Dataset records
▼

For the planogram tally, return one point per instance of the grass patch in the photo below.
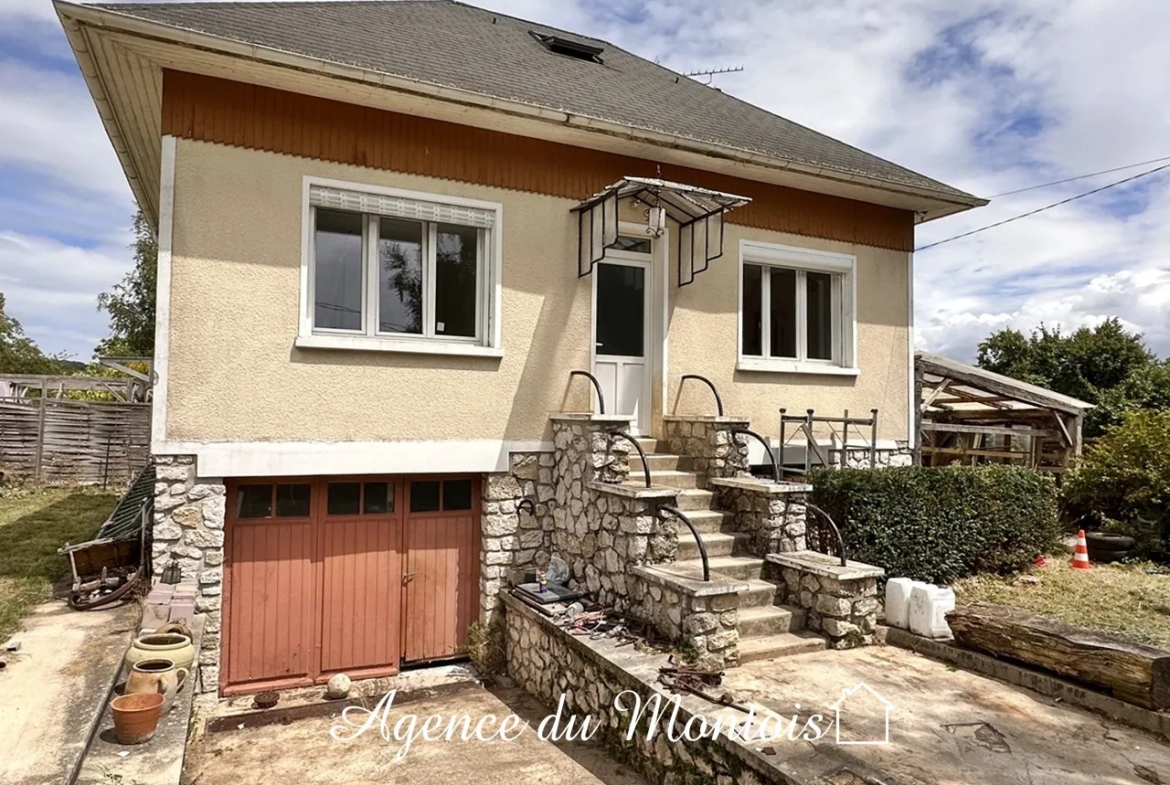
(1129, 599)
(33, 525)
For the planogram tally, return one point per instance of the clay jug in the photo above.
(159, 676)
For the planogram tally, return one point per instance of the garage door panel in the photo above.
(362, 594)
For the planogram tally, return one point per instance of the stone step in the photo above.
(674, 479)
(765, 620)
(693, 498)
(770, 647)
(741, 567)
(717, 544)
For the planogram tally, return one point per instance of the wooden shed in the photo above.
(971, 415)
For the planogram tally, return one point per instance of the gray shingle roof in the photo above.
(453, 45)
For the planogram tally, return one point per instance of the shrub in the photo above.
(1124, 477)
(940, 524)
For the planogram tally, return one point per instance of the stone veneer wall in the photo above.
(713, 449)
(549, 663)
(188, 528)
(773, 515)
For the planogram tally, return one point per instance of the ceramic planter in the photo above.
(136, 716)
(159, 676)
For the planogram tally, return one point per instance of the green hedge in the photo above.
(940, 524)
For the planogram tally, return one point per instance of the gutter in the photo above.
(115, 20)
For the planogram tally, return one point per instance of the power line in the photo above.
(1079, 177)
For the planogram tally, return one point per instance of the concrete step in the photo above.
(766, 620)
(674, 479)
(770, 647)
(717, 544)
(742, 567)
(693, 498)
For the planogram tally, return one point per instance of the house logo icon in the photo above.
(864, 714)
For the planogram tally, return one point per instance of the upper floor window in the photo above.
(796, 310)
(400, 272)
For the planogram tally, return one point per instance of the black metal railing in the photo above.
(702, 546)
(641, 453)
(597, 386)
(768, 450)
(816, 534)
(718, 401)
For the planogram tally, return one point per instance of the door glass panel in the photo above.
(254, 501)
(379, 497)
(399, 276)
(456, 495)
(344, 497)
(337, 270)
(620, 310)
(425, 496)
(783, 286)
(820, 316)
(293, 501)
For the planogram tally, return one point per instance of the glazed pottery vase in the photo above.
(136, 716)
(162, 646)
(159, 676)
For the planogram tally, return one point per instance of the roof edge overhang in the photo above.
(927, 204)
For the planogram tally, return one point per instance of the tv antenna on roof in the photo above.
(710, 74)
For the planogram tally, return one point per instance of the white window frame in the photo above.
(845, 307)
(487, 342)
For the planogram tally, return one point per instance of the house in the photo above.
(390, 232)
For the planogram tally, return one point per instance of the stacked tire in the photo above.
(1107, 549)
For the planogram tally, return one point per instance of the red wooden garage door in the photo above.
(346, 573)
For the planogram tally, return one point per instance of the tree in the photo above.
(131, 303)
(18, 352)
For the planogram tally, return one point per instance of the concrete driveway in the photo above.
(303, 752)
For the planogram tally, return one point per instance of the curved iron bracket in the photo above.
(718, 401)
(702, 546)
(597, 386)
(837, 532)
(768, 449)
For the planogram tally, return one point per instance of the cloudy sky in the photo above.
(990, 96)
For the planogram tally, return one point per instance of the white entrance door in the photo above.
(621, 335)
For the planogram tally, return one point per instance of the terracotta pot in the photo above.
(136, 716)
(153, 646)
(157, 676)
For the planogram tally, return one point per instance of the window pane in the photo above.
(456, 495)
(620, 310)
(820, 316)
(379, 497)
(456, 254)
(425, 496)
(783, 284)
(293, 501)
(344, 497)
(254, 502)
(399, 276)
(752, 310)
(337, 263)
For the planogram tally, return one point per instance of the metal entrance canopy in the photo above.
(696, 211)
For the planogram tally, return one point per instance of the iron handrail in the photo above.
(768, 449)
(837, 532)
(641, 453)
(718, 401)
(597, 386)
(702, 546)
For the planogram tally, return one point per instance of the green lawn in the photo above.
(1133, 599)
(32, 528)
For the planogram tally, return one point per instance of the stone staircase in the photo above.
(766, 628)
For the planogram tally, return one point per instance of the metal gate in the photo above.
(356, 575)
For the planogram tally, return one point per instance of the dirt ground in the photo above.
(303, 752)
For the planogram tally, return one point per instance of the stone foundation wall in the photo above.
(188, 528)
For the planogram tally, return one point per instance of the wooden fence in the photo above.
(62, 441)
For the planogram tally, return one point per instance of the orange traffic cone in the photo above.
(1081, 555)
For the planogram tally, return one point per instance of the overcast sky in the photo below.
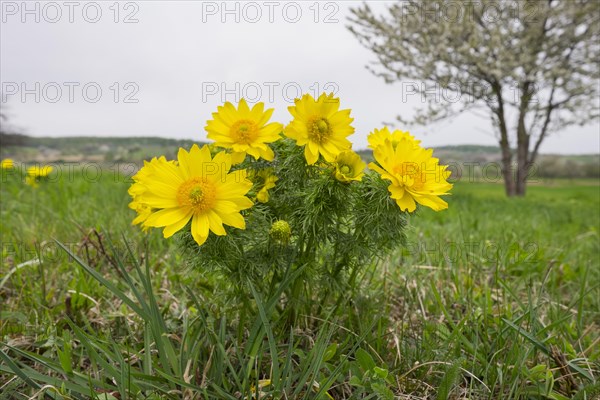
(158, 68)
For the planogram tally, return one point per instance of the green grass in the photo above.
(494, 298)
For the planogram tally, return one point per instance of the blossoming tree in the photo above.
(533, 65)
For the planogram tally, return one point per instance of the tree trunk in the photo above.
(523, 164)
(523, 141)
(507, 171)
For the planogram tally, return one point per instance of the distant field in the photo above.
(509, 286)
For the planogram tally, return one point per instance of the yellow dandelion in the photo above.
(200, 188)
(349, 167)
(244, 130)
(7, 163)
(415, 176)
(36, 173)
(320, 126)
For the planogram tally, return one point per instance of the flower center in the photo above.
(244, 131)
(318, 129)
(410, 174)
(196, 193)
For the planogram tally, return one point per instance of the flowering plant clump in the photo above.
(299, 218)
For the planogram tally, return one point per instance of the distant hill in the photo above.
(483, 159)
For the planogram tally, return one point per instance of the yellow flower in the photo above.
(320, 126)
(268, 179)
(7, 163)
(415, 176)
(382, 137)
(244, 131)
(349, 167)
(35, 173)
(199, 188)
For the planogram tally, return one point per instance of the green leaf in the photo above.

▲

EXERCISE AIM:
Each entry above should be given again exactly, with its pictures omitted.

OUTPUT OF THE EXERCISE:
For the planogram tally, return one point per instance of the grass patch in the photo below.
(1129, 599)
(33, 525)
For the planogram tally, return one point per instance of the clay jug in the photo above.
(159, 676)
For the planogram tally, return one point per instance of the garage door panel in the photo above.
(362, 594)
For the planogram tally, return one point per instance of the stone step in the photo above.
(674, 479)
(765, 620)
(693, 498)
(770, 647)
(741, 567)
(717, 544)
For the planogram tally, return one point per instance of the wooden shed in the photo above.
(971, 415)
For the planogram tally, return one point per instance of the gray shingle roof in the photo above.
(453, 45)
For the planogram tally, return one point per instance of the shrub in the photo above.
(1124, 477)
(940, 524)
For the planogram tally, return one point per instance of the stone veneer wall in the photo above.
(713, 449)
(549, 663)
(188, 528)
(773, 515)
For the planogram tally, return one point per instance of the ceramic planter in the photo above.
(136, 716)
(159, 676)
For the planogram tally, return one point per instance of the green hedge in the photo above.
(940, 524)
For the planogram tally, return one point per instance of the gutter in the photo above.
(115, 20)
For the planogram tally, return one point per instance of the power line in the photo above.
(1079, 177)
For the planogram tally, return one point per instance of the concrete step in the photo above.
(766, 620)
(674, 479)
(770, 647)
(717, 544)
(742, 567)
(693, 498)
For the planogram tally, return one point per instance of the house logo icon in the photo above.
(864, 714)
For the planogram tally, return one point per instance of the upper floor window in the photo above.
(796, 310)
(400, 272)
For the planogram tally, return one point per instance of the black metal railing in the photo above.
(702, 546)
(641, 453)
(597, 386)
(768, 450)
(816, 534)
(718, 401)
For the planogram tally, return one point per instance of the door glass panel in the photo above.
(254, 501)
(379, 497)
(399, 276)
(456, 495)
(344, 497)
(337, 270)
(620, 310)
(425, 496)
(783, 286)
(820, 316)
(293, 501)
For the planogram tally, return one point per instance of the glazed pottery vase in the photo above.
(136, 716)
(162, 646)
(159, 676)
For the planogram tally, return one point per instance of the roof edge overhang in the photo above.
(927, 204)
For the planogram tally, return one point per instance of the tv antenna on roof in the photo above.
(710, 74)
For the planogram tally, return one point per instance of the white window frame in the photo above.
(845, 307)
(487, 342)
For the planogram tally, return one point per instance of the house in the photo above.
(390, 232)
For the planogram tally, return one point per instance of the stacked tire in the photo above.
(1107, 549)
For the planogram tally, return one point per instance of the red wooden garage door in the photo above.
(346, 573)
For the planogram tally, return one point per instance of the tree in the photo above.
(131, 303)
(18, 352)
For the planogram tally, return one point per instance of the concrete driveway in the photo above.
(303, 752)
For the planogram tally, return one point per instance of the curved iron bracket in the photo above.
(718, 401)
(702, 546)
(597, 386)
(837, 532)
(768, 449)
For the planogram tally, return one point per instance of the cloudy sky in the photo above.
(990, 96)
For the planogram tally, return one point per instance of the white entrance door in the photo above.
(621, 335)
For the planogram tally, return one point per instance of the terracotta pot in the photo above.
(136, 716)
(153, 646)
(157, 676)
For the planogram tally, return one point per instance of the window pane in the photo above.
(456, 495)
(620, 310)
(820, 316)
(379, 497)
(456, 254)
(425, 496)
(783, 284)
(293, 501)
(344, 497)
(254, 502)
(399, 276)
(752, 310)
(337, 263)
For the planogram tally, return one point per instance of the metal entrance canopy in the photo above.
(696, 211)
For the planogram tally, return one point per instance of the iron handrail in the photo above.
(768, 449)
(837, 532)
(641, 453)
(718, 401)
(597, 386)
(702, 546)
For the planogram tally, return one point per instance of the green lawn in the photo above.
(1133, 599)
(32, 528)
For the planogram tally, return one point per instance of the stone staircase in the photo above.
(766, 628)
For the planogram tally, return one point per instance of the metal gate in the photo above.
(356, 575)
For the planogram tally, return one point per instance of the dirt ground in the photo above.
(303, 752)
For the planogram tally, return one point per instance of the stone foundation wall in the photo above.
(188, 528)
For the planogram tally, return one point per instance of the wooden fence in the photo above.
(62, 441)
For the planogram tally, return one point per instance of the orange traffic cone in the photo above.
(1081, 555)
For the planogram tally, return one point per instance of the overcast sky in the photo below.
(158, 68)
For the planogram tally, return one point per instance of the green grass in the photo above.
(494, 298)
For the planogram tally, return one point per instance of the blossoming tree in the photo above.
(533, 65)
For the planogram tally, return one point per instance of the tree trunk in the photo above.
(523, 164)
(523, 141)
(507, 171)
For the planogram tally, return one point per instance of the distant field in the photo above.
(509, 286)
For the planogram tally, return one point per instance of the yellow dandelion in the photo above.
(200, 188)
(349, 167)
(244, 130)
(7, 163)
(415, 176)
(36, 173)
(320, 126)
For the planogram tally, return one point per instance of the flower center in the photo above.
(244, 131)
(318, 129)
(410, 174)
(196, 193)
For the planogram tally, return one point per instance of the flowering plant clump in the photo above.
(299, 218)
For the planogram tally, return one point per instance of the distant hill in the photo above.
(483, 159)
For the planogram tally, return one point per instance of the yellow flower in the photo above.
(320, 126)
(268, 179)
(7, 163)
(415, 176)
(382, 137)
(244, 131)
(349, 167)
(35, 173)
(199, 188)
For the planogram tally, return one point per instance of the green leaf in the photo above.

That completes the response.